-- PROVIDED MATERIAL --
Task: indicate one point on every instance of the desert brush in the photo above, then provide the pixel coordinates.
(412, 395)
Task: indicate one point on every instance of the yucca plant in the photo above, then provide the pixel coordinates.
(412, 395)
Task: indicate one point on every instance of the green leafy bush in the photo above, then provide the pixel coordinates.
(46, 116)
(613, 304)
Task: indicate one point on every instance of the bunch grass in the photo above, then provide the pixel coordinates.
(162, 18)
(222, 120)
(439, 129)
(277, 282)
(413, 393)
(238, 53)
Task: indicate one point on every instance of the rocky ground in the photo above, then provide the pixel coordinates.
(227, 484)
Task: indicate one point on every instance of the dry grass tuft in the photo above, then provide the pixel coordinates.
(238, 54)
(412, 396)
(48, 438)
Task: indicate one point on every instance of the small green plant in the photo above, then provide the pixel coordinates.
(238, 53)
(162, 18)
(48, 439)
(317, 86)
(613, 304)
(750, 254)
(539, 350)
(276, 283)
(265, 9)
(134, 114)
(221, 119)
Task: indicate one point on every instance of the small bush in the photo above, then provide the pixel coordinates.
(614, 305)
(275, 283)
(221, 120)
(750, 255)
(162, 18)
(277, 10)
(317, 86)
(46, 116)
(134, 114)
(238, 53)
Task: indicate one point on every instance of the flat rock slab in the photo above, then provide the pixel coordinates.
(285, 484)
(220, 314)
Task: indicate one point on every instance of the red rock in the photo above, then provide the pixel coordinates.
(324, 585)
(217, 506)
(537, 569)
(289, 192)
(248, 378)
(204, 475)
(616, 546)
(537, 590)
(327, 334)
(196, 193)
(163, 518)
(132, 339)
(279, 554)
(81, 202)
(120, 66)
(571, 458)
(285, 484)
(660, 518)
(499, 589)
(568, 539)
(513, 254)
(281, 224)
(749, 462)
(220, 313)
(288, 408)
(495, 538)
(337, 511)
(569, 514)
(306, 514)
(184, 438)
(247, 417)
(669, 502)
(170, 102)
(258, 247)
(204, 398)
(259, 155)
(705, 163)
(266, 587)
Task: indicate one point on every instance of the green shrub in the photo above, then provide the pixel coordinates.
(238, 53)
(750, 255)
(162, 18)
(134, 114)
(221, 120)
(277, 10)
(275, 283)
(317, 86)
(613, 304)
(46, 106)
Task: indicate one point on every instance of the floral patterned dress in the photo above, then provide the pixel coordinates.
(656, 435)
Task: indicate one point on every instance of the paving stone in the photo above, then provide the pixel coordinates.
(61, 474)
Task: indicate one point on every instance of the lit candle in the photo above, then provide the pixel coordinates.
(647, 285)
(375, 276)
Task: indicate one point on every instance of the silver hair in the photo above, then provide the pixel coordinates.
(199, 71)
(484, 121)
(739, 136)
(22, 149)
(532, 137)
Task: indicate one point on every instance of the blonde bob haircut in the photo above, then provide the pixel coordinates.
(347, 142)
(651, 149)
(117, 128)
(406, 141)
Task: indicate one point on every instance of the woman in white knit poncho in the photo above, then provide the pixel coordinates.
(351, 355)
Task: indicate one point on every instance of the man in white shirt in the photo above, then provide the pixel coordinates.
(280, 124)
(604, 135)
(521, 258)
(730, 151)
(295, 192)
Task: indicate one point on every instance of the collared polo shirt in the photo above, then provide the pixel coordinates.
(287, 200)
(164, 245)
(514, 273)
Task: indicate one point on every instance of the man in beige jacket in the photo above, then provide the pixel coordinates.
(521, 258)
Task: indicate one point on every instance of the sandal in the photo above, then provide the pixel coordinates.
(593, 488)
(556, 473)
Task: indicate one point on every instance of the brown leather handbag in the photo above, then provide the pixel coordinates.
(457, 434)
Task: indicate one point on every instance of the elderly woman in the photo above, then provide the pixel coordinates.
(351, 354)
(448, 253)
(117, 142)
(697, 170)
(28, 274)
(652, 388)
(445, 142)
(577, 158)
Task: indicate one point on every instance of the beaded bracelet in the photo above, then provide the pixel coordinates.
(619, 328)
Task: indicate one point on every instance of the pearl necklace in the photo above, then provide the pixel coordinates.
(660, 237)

-- EXERCISE TASK --
Find the line that contains "in white shirt" in the listing above. Retype it and every line after it up to the last, exactly, and nothing else.

-- FULL SOLUTION --
Task: indicate one point on every instance of the man in white shirt in the photo above, then provide the pixel coordinates.
(280, 124)
(604, 135)
(521, 258)
(730, 151)
(295, 192)
Task: indicate one point on every instance of the collared polo shirt in the photo above, then provide the pixel coordinates.
(287, 200)
(164, 245)
(514, 273)
Task: indicate one point on every instance of the man in beige jacket in the photo above, then provide the pixel coordinates.
(521, 258)
Task: indicate one point on every instance of the sandal in the photo above, then provide the pixel coordinates.
(593, 488)
(556, 473)
Task: indicate one point on every instance of the brown leather handbag in the photo above, then provide the pixel coordinates.
(457, 434)
Task: indicate one point on every instance of the elderly woman in the photo above, then provide the pixel coordinates.
(351, 354)
(448, 253)
(117, 142)
(697, 170)
(28, 274)
(652, 388)
(445, 142)
(577, 158)
Task: indicate one point on every instance of the beaded bracelet in the photo above, then provide the pixel coordinates.
(619, 328)
Task: indicate one point on every instance of the pearl necklace in the photo above, then provide the pixel coordinates.
(660, 237)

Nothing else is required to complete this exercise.